AMBROSE BIERCE The Devil's Dictionary


1. The principal advantage of the corporate form of business organization is that the corporation has limited liability. The owner of a small family restaurant might be required to personally guarantee corporate borrowings or purchases anyway, so much of this advantage might be eliminated. The wealthy individual has more at stake and unlimited liability might cause one failing business to bring down the other, healthy businesses.

2. The liability is limited to the amount of the investment in both the limited partnership and in the corporation. However, the limited partner generally does not have a role in selecting the management or in influencing the direction of the enterprise. On a pro rata basis, stockholders are able to select management and affect the direction of the enterprise. Also, partnership income is taxable to the limited partners as personal income whereas corporate income is not taxed unless distributed to the stockholders as dividends.

3. With both a sole proprietorship and partnership, a major drawback is the legal liability of the owners. It extends beyond the financial resources of the business to the owners personally. Fringe benefits are not deductible as an expense. Also, both forms of organization lack the corporate feature of "unlimited life." With the partnership there are problems of control and management. The ownership is not liquid when it comes to planning for individual estates. Decision making can be cumbersome. An LLC generally lacks the feature of "unlimited life," and complete transfer of an ownership interest is usually subject to the approval of at least a majority of the other LLC members.

4. The chief beneficiaries are smaller companies where the first $75,000 in taxable income is a large portion, if not all, of their total taxable income.

5. Accelerated depreciation is used up to the point it is advantageous to switch to straight line depreciation. A one-half year convention is followed in the first year, which reduces the cost recovery in that year from what would otherwise be the case. Additionally, a one-half year convention is followed in the year following the asset class. This pushes out the depreciation schedule, which is disadvantageous from a present value standpoint. The double declining balance method is used for the first four asset classes, 3, 5, 7 and 10 years. The asset category determines the project's depreciable life.

6. The immunity from each other's taxing power dates back to the early part of the 19th century. It used to apply to salaries of government employees as well. The exemption is historical, and it is hard to rationalize from the standpoint of economic/taxing efficiency.

7. Personal tax rates are progressive up to a point, then become regressive.

--- GIVEN RECORDS ---
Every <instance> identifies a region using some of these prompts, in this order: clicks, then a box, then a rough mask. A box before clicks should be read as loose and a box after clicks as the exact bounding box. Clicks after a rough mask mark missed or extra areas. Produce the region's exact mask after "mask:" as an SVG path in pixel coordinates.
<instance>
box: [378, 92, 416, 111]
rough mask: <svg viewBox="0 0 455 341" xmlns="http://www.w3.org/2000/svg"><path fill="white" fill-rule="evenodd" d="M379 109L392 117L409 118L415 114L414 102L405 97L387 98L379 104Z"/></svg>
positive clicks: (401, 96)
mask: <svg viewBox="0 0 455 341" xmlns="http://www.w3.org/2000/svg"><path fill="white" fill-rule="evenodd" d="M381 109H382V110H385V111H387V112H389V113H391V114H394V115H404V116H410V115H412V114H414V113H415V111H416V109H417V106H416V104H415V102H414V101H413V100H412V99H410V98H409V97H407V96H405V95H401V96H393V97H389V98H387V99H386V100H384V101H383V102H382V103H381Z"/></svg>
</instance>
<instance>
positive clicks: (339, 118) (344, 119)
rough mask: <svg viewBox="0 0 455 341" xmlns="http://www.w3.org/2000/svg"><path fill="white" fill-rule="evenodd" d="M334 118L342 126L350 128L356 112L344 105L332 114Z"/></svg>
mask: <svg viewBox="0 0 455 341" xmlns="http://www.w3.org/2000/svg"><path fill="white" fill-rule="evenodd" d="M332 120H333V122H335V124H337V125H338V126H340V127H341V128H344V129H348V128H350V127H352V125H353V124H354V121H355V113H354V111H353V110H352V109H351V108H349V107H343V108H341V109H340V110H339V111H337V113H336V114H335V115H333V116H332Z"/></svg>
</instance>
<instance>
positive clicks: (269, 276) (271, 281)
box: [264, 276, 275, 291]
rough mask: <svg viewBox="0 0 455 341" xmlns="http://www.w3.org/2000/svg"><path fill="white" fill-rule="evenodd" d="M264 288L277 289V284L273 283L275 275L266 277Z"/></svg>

--- PROBLEM SET ---
1. Which asset classes does the passage on business forms and taxation say use the double declining balance method? List them all.
2. Rewrite the records from their first line up to and including the line with "positive clicks: (401, 96)", replacing "rough mask" with "coarse mask" and changing nothing else. Return only those lines.

--- RESPONSES IN ORDER ---
1.
- 3 years
- 5 years
- 7 years
- 10 years

2.
Every <instance> identifies a region using some of these prompts, in this order: clicks, then a box, then a coarse mask. A box before clicks should be read as loose and a box after clicks as the exact bounding box. Clicks after a coarse mask mark missed or extra areas. Produce the region's exact mask after "mask:" as an SVG path in pixel coordinates.
<instance>
box: [378, 92, 416, 111]
coarse mask: <svg viewBox="0 0 455 341" xmlns="http://www.w3.org/2000/svg"><path fill="white" fill-rule="evenodd" d="M379 109L392 117L409 118L415 114L414 102L405 97L387 98L379 104Z"/></svg>
positive clicks: (401, 96)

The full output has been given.